SUPPLIED INFORMATION:
◇ ◇ ◇

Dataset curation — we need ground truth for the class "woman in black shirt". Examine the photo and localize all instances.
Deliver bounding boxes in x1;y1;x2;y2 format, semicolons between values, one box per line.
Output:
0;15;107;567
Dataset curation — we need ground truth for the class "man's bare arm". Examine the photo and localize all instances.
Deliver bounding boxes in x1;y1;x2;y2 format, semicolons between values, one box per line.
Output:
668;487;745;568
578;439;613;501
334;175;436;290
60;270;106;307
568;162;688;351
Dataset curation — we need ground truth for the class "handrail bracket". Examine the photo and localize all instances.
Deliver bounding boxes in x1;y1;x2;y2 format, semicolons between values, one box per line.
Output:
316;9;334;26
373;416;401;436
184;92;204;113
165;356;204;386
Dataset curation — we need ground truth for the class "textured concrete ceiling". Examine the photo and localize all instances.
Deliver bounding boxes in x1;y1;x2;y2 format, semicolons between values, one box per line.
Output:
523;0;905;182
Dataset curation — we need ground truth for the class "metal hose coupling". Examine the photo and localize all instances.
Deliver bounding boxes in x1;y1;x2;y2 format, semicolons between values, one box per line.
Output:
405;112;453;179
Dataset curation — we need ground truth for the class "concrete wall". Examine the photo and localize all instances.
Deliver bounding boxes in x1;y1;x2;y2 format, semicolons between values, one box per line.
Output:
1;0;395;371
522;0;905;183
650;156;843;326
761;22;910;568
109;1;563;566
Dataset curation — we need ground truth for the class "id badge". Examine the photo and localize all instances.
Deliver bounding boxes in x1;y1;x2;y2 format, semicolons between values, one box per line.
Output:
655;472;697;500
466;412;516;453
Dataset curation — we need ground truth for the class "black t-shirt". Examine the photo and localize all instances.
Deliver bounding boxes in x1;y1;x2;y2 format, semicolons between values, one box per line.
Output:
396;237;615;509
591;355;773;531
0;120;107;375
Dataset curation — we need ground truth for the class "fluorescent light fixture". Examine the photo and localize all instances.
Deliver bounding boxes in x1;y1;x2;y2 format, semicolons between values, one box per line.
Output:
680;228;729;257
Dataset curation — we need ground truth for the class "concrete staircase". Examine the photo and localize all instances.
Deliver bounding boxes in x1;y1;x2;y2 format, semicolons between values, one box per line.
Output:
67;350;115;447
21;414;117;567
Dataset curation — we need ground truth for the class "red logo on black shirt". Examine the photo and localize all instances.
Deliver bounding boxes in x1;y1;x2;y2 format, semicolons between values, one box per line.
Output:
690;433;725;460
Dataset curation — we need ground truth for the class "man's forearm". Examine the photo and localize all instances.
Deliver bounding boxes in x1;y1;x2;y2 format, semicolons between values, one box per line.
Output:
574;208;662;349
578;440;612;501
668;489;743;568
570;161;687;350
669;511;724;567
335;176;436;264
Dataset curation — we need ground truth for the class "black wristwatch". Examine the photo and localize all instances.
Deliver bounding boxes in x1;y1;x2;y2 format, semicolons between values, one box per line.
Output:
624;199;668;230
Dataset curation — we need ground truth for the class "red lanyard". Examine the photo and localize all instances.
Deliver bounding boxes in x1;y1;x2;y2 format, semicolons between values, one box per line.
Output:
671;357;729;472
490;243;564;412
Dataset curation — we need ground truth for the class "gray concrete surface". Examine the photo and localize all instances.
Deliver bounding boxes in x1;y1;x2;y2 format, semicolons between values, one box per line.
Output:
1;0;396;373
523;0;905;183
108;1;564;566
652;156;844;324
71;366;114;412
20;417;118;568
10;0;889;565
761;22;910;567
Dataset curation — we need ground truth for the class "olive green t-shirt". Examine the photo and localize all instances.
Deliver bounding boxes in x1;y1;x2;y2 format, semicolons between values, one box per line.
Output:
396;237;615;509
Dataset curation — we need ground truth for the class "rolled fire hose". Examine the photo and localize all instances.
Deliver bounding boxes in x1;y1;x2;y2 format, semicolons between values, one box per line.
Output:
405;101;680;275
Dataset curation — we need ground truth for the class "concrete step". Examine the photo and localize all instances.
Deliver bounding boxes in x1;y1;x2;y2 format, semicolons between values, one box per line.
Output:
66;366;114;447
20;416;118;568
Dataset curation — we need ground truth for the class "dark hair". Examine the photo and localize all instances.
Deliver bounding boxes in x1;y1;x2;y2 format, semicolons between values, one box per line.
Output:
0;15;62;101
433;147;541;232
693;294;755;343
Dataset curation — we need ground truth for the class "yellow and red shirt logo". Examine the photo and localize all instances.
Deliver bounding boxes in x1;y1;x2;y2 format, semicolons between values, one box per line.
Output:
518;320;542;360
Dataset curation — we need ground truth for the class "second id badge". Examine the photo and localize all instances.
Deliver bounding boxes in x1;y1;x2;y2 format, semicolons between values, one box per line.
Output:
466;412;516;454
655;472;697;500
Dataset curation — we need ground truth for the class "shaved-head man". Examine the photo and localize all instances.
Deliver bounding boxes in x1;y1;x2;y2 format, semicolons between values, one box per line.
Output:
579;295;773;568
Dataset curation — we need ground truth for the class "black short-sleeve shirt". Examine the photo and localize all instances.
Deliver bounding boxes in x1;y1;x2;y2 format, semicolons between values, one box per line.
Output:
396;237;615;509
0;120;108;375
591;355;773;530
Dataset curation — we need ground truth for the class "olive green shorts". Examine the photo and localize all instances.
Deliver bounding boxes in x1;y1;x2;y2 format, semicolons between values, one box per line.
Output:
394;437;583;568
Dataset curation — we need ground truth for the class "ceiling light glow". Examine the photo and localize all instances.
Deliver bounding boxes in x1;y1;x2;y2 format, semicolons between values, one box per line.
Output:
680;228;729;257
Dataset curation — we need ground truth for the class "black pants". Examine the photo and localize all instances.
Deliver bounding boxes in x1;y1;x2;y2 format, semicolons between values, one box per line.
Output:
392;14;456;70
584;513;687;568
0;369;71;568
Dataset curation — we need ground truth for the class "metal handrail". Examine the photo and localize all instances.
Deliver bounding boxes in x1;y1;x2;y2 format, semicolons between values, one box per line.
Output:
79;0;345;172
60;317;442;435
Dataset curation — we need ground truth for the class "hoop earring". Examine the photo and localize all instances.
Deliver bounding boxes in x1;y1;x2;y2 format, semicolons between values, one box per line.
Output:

◇ ◇ ◇

TASK:
Would you restate the records word for word?

ANSWER SECTION:
Dataset curation — we need ground truth for the class "woman in black shirt". Examine the photo and localize all instances.
Deliver bounding boxes in x1;y1;x2;y2 format, semicolons between values, one box per line.
Output:
0;15;107;567
Dataset curation — we need ground truth for the class "man's bare arm". Examine the photo and localize all instances.
Deliver bounding boxes in x1;y1;x2;y2 format, semicolons between values, one box per line.
Output:
668;487;745;568
578;439;613;501
334;175;436;290
60;270;106;307
568;162;688;351
Dataset curation — we need ground truth for the class "handrail bracket". Examine the photo and localize all instances.
Deliver bounding boxes in x1;y1;x2;y2 format, semicolons between values, one box per line.
Output:
316;9;334;26
373;416;401;436
184;92;204;113
165;356;204;386
Dataset curation — we need ground truth for the class "textured concrete ceiling". Examine the photo and localize all instances.
Deliver bounding boxes in x1;y1;x2;y2 format, semicolons between values, one box per line.
Output:
523;0;905;182
Dataset curation — we need ground truth for the class "metal hose coupling". Examine the photo and localize all instances.
Deliver bounding boxes in x1;y1;x2;y2 format, semicolons between values, one box per line.
Output:
405;112;453;179
Dataset curation — we need ground truth for the class "concrete wall". Examine the photo and localize all instances.
Deliver bounding boxes in x1;y1;x2;y2 format, semicolons between values, one box per line.
Output:
1;0;395;371
522;0;905;183
650;156;843;326
761;22;910;568
109;1;563;566
Dataset curation — we need ground truth for the class "id badge". Examine the photo and localize all instances.
Deliver bounding boxes in x1;y1;x2;y2 format, semicolons between values, one box per line.
Output:
655;472;697;500
466;412;516;453
Dataset curation — we need ground truth for the class "black t-shirt". Examine the photo and localize all instances.
Deliver bounding boxes in x1;y1;x2;y2 format, semicolons between values, one box per line.
Output:
396;237;615;509
591;355;773;531
0;120;107;375
Dataset curation — we need ground truth for the class "fluorescent light fixture". Examine the photo and localize all instances.
Deliver bounding boxes in x1;y1;x2;y2 format, semicolons between values, one box per line.
Output:
680;228;729;257
Dataset curation — we need ground truth for the class "concrete staircase". Examine the photo and localize all instances.
Deliver bounding boxes in x1;y1;x2;y2 format, semicolons between values, one box per line.
Output:
67;350;115;447
21;414;117;567
Dataset curation — we need ground truth for the class "red logo on black shirt". Examine the photo and localize all instances.
Deliver bounding boxes in x1;y1;x2;y2 format, semicolons between values, one box per line.
Output:
690;433;725;460
Dataset curation — we need ground truth for the class "man's forearm". Examine the photo and localize all instances.
Deliver bounding boxes in x1;y1;x2;y2 format, semicolons between values, one box per line.
Output:
574;208;662;349
578;440;612;501
668;489;743;568
570;161;687;350
669;511;724;567
335;176;436;264
Dataset curation — we need ground truth for the class "black wristwatch". Examine the photo and localize all instances.
Deliver bounding boxes in x1;y1;x2;y2 format, semicolons between values, one box per line.
Output:
624;199;668;230
Dataset curation — we need ground truth for the class "red lanyard". Examine the photo and localize all instances.
Deliver bounding boxes in x1;y1;x2;y2 format, semicolons between values, one box per line.
Output:
671;357;729;472
490;243;564;412
Dataset curation — we need ground truth for the class "gray concrete surface". Examine the photo and localize all instances.
Deliver bounding boxes in x1;y1;x2;y2 format, semicolons between values, one box per line.
Output:
1;0;396;373
523;0;905;183
108;1;564;566
652;156;844;324
71;366;114;412
20;417;118;568
10;0;889;565
761;22;910;567
Dataset curation — we need ground truth for the class "olive green t-shirt". Examine the photo and localize all instances.
Deliver bounding boxes in x1;y1;x2;y2 format, semicolons between values, one box per line.
Output:
396;237;615;509
Dataset curation — we need ground truth for the class "rolled fire hose". Examine the photo and localize all instances.
Deliver bounding boxes in x1;y1;x2;y2 format, semicolons between values, one box per line.
Output:
405;101;680;275
Dataset curation — we need ground truth for the class "concrete step". Examine the photo and localize all instances.
Deliver bounding boxes in x1;y1;x2;y2 format, semicolons between values, one box per line.
Output:
66;366;114;447
20;416;118;568
Dataset curation — we need ground truth for the class "dark hair". Examine the photo and localize all instances.
Deliver bounding boxes in x1;y1;x2;y2 format, semicolons between values, one box per line.
Output:
0;15;62;101
433;147;541;232
693;294;755;343
Dataset curation — we need ground truth for the class "yellow and red shirt logo". Examine the photo and localize all instances.
Deliver bounding boxes in x1;y1;x2;y2 format, semicolons between values, one box per line.
Output:
518;320;542;360
Dataset curation — we need ground truth for the class "second id badge". Examine the photo and localize all instances.
Deliver bounding boxes in x1;y1;x2;y2 format, semicolons between values, one box per line.
Output:
466;412;516;454
655;472;697;500
Dataset curation — we need ground truth for the class "shaved-head man". Examine the photo and localize all instances.
Deliver bounding boxes in x1;y1;x2;y2 format, semicolons between values, one box per line.
Output:
579;295;773;568
Dataset curation — we need ground truth for the class "black short-sleeve shirt". Examine the photo and localize all instances.
Deliver bounding boxes in x1;y1;x2;y2 format, semicolons between values, one box per line.
Output:
396;237;615;509
0;120;108;375
591;355;773;530
Dataset curation — we need ground truth for the class "olive green shorts". Examine the photo and localize all instances.
Deliver bounding boxes in x1;y1;x2;y2 format, semicolons between values, one box per line.
Output:
394;437;583;568
Dataset curation — we need ground truth for the class "ceiling light glow". Examine the photo and localize all instances.
Deliver bounding boxes in x1;y1;x2;y2 format, semicolons between values, one box per line.
Output:
680;228;729;257
Dataset curation — we need ground truth for the class "black pants". Examine the photo and localize all instances.
Deliver bounding boxes in x1;y1;x2;y2 format, semicolons between values, one box per line.
Output:
392;14;456;70
584;513;687;568
0;369;71;568
Dataset curation — we need ground truth for the class "metal handrail". Examine the photo and localize all instances.
Deliver bounding boxes in x1;y1;x2;y2 format, semicolons between values, one box per line.
Output:
79;0;345;172
60;317;442;435
Dataset curation — we need ground truth for the class "hoop earring". Examine the photo and localize all instances.
Deliver bounding boxes in x1;y1;x2;y2 format, semicolons between values, one box per line.
Output:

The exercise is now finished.